[Lines of data]
⁂
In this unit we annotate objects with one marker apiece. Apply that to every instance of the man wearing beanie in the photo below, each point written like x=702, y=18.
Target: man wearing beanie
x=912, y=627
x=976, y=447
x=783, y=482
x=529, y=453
⁂
## WRITTEN PROBLEM
Copy the data above line for line, with no changes.

## TASK RESULT
In this unit we annotate objects with one marker apiece. Apply that to every instance of the man wearing beanie in the photo below, each point written like x=702, y=18.
Target: man wearing beanie
x=912, y=627
x=976, y=447
x=783, y=482
x=529, y=453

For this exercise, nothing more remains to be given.